* Tarefas propostas *
1 > De acordo com o texto sobre neofobia alimentar, em que crianças a neofobia é mínima?
2 > Prossiga o texto sobre neofobia alimentar a partir da última frase apresentada.

* Texto do exercício *
-------------------------

Segundo Ogden (2003), a neofobia é mais frequente nos homens do que nas
mulheres, diminuindo com a idade; corre nas famílias; e revela ser mínima em
crianças a quem está a ser introduzida uma alimentação sólida, mas maior em
crianças em idade pré-escolar. Uma das explicações que tem sido apresentada na
literatura é a da segurança aprendida, segundo a qual as preferências
aumentam porque a ingestão de alimentos não resultou em quaisquer consequências
negativas (Ogden, 2003).
Por outro lado, alguns estudos sugerem que a mera exposição visual a novos
alimentos não é suficiente para aumentar as preferências e que é essencial
provar esses alimentos (Horne et al., 2004). Para além disso, as consequências
negativas têm de ocorrer dentro de um período de tempo relativamente curto após
a criança provar o alimento (Pliner & Leowen, 1997).

-------------------------

(Entradas guardadas)
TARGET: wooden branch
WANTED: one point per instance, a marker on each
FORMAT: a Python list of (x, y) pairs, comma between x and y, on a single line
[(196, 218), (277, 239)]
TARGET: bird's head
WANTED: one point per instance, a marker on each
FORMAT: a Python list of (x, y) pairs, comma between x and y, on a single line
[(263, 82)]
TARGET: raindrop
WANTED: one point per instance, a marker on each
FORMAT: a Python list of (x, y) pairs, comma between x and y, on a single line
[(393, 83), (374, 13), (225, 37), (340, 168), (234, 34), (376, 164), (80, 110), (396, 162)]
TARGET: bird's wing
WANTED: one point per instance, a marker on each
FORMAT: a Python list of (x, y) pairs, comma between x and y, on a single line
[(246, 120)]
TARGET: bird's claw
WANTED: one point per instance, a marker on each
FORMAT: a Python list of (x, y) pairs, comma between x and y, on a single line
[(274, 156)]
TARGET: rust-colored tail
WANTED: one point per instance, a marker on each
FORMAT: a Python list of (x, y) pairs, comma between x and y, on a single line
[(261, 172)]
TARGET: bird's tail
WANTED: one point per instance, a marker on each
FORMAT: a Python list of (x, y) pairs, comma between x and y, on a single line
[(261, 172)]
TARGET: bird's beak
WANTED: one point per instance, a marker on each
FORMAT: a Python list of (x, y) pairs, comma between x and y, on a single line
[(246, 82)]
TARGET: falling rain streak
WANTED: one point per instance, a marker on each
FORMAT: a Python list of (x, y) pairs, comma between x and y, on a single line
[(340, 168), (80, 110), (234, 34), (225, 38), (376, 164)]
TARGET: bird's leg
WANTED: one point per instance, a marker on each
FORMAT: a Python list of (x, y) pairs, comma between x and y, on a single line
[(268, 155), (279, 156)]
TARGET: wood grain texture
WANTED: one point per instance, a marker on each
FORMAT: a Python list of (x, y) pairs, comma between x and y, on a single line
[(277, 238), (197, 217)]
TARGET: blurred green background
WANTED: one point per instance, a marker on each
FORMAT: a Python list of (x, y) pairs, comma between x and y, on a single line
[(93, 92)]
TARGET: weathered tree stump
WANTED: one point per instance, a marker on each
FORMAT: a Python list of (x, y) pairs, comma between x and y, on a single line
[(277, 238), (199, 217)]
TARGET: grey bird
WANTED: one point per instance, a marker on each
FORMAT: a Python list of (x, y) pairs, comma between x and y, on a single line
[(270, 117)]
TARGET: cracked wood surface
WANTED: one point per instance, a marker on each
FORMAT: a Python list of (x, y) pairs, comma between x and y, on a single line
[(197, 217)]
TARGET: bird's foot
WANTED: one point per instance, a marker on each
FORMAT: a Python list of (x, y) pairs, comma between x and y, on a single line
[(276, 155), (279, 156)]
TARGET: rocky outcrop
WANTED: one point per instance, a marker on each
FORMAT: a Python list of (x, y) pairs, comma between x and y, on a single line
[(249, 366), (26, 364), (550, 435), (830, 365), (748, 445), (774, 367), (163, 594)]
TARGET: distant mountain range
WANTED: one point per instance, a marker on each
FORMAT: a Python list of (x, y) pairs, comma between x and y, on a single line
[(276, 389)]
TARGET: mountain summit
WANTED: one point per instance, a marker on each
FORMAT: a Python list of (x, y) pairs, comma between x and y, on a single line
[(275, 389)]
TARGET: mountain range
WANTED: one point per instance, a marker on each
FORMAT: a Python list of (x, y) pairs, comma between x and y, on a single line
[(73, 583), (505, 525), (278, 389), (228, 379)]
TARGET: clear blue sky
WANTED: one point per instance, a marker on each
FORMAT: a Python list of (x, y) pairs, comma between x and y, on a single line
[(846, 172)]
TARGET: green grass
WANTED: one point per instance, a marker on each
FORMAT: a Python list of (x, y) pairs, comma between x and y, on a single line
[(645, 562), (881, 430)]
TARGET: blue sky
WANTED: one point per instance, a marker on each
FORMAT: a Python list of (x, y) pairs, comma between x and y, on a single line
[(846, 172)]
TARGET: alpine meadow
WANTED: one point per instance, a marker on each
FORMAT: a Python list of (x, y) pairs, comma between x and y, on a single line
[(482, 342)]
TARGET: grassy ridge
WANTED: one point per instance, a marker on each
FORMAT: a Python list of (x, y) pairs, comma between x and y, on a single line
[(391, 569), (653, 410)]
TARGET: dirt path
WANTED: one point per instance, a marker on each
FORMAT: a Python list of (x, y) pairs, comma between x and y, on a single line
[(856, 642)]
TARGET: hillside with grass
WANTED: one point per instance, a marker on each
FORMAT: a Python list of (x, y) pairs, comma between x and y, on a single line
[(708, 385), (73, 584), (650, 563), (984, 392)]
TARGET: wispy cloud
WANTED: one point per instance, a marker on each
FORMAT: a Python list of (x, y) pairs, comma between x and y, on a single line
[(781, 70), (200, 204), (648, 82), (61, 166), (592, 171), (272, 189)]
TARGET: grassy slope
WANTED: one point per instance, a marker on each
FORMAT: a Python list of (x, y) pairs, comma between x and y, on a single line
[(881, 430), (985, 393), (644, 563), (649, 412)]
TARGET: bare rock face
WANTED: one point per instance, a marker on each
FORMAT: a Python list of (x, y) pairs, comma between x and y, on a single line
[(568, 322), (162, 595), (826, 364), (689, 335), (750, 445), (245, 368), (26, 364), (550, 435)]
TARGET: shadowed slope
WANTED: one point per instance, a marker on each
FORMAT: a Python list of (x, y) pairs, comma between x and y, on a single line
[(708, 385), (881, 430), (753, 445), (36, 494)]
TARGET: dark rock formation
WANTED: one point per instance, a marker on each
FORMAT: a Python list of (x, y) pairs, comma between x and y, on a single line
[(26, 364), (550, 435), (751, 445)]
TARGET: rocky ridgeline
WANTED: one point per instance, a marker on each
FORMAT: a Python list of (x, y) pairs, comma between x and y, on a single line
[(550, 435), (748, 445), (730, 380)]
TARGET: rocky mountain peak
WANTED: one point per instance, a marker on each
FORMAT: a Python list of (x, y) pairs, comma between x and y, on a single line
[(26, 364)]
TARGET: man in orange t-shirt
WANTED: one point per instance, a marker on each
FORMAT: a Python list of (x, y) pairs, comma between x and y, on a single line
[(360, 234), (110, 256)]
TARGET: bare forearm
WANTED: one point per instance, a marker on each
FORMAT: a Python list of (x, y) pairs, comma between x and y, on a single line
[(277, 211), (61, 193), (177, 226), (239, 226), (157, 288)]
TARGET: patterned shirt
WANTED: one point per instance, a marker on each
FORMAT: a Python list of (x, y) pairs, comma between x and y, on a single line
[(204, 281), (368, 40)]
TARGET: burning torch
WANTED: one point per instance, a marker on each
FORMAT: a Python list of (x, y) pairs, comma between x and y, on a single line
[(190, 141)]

-------------------------

* Resultados por ordem *
1 > Em crianças a quem está a ser introduzida uma alimentação sólida.

2 >
A aprendizagem social.À medida que a criança faz a transição para a alimentação
do adulto característica da sua cultura, é exposta a uma vasta informação sobre
o significado dos alimentos e do acto de comer. As crianças recebem informação
sobre os locais e momentos do dia em que é aceitável comer, sobre a forma mais
adequada de comer os alimentos e sobre o tipo de alimentos que são
culturalmente considerados adequados para determinado momento do dia (Birch,
1998; Brown & Ogden, 2004; Cutting, Fisher, GrimmThomas, & Birch, 1999;
Fisher & Birch, 2002).
É possível que, pela observação do comportamento alimentar dos seus pais, as
crianças adoptem comportamentos semelhantes. O acto de comer é um acontecimento
social, sendo que as outras pessoas que se encontram a comer à nossa volta
podem servir de modelos (Cutting et al., 1999).
A aprendizagem social, também designada por modelagem, está precisamente
relacionada com a aprendizagem pela observação do comportamento de outras
pessoas. Vários são os estudos que sugerem que as preferências alimentares
mudam quando observamos os outros indivíduos a comer (Addessi, Galloway,
Visalberghi, & Birch, 2005; Birch, 1999; Ogden, 2003).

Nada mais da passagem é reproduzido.